TASK REQUIREMENTS:
a) Please list every place that the passage below on Southwestern trading networks refers to by a proper name.
b) Write a continuation of the passage below on Southwestern trading networks, starting after its last sentence.

EXCERPTED TEXT:

The Southwestern trading networks were not damaged by the Spanish takeover of New Mexico in 1582. Spanish road building improved transportation and the major trading centers of the Zuñi Pueblo and the Pecos Pueblo came under protection of the Spanish crown. The Spanish demand for fur was partially met on the southern plains, in exchange for European goods that spread over large areas, yet without any major changes in the indigenous cultures. The Spanish accepted the coexistence of cooperating but separate European and First Nation lifestyles.

MATERIAL PROVIDED:
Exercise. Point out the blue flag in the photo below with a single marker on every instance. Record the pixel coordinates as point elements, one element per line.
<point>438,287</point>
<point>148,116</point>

ANSWERS TO THE TASKS:
a) New Mexico, the Zuñi Pueblo, the Pecos Pueblo

b)
After the Pueblo Revolt, the Southwestern trading networks grew in importance for the Spanish due to the Comanche trade. In the 1720s exchange with the Comanche formed an essential part of the New Mexico economy. In the mid-1700s, the French began to supply the Comanche with muskets, allowing them to force the Apache from the plains toward the Pueblo and Spanish settlements. The Spanish changed their firearms policy and began to sell guns and ammunition to the Comanche, in order to acquire their friendship and making them dependent on a technology they could not reproduce. De Anza's treaty with the Comanche in 1786 brought peace to New Mexico. The Comanche continued, however, to raid Texas and Coahuila, bringing their spoils north and into the Southwestern trading system. The Comanche visited the Southwestern trading centers, but also relied on the Comancheros to act as intermediaries with the Spanish and the Pueblos. The peace also favoured the Ciboleros, New Mexico bison hunters that brought robes and meat into the trading system.